▸ What to produce: Write out the listing again from the line with "The locator SHOULD return, for each instance of the tree trunk" up to and including the line with "x=242 y=406", adding 127 to every x and y coordinate in the answers. Copy the other lines without changes.

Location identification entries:
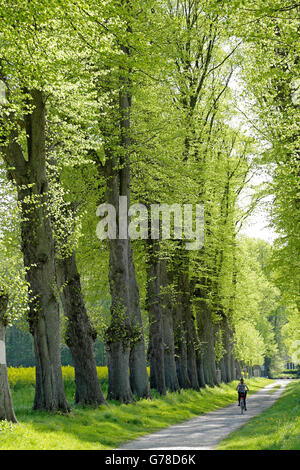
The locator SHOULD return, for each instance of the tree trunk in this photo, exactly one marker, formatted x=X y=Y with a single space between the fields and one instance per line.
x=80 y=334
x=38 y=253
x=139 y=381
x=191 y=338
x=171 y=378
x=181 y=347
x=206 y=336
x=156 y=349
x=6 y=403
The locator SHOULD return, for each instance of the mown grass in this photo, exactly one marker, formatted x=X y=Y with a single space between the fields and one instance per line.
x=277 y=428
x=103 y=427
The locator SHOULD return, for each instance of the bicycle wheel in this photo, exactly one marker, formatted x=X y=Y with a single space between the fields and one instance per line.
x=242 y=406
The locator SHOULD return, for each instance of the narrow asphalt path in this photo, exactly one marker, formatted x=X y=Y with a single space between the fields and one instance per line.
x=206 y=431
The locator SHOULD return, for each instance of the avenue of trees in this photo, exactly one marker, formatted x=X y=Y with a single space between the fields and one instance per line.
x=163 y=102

* * *

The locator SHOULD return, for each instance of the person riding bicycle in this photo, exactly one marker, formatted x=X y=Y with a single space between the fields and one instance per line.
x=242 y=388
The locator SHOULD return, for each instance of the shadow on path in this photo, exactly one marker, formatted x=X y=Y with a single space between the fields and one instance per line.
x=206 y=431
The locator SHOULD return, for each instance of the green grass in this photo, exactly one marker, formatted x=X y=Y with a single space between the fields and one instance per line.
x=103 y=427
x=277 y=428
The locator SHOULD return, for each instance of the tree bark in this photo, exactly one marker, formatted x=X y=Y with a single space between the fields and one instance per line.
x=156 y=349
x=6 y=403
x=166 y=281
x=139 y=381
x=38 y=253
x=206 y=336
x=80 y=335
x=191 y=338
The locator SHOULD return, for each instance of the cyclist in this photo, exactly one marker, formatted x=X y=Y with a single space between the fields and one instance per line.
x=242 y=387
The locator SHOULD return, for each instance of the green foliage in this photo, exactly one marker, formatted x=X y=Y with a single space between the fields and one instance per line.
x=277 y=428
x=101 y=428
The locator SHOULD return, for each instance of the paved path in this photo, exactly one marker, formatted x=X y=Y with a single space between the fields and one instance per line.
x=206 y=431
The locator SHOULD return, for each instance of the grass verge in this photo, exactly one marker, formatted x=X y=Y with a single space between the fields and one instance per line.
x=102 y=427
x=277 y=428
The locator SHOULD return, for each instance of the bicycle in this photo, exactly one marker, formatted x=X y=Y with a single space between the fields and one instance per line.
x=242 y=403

▸ Output of the exercise:
The locator SHOULD return, for each instance of the tree trunk in this photo, exactly one marker, formatted x=X y=Y with a single space between the fields and one instance per line.
x=207 y=461
x=165 y=380
x=266 y=508
x=318 y=465
x=298 y=505
x=308 y=474
x=333 y=463
x=283 y=476
x=133 y=530
The locator SHOULD return, for each instance of the mown grass in this photo, exactly one marker, formatted x=X y=Y with a single space between the fields and one instance per line.
x=404 y=555
x=230 y=554
The locator SHOULD return, for each instance of the bicycle wheel in this photo, exactly one marker, formatted x=X y=Y with a single space between the fields and one instance per line.
x=369 y=533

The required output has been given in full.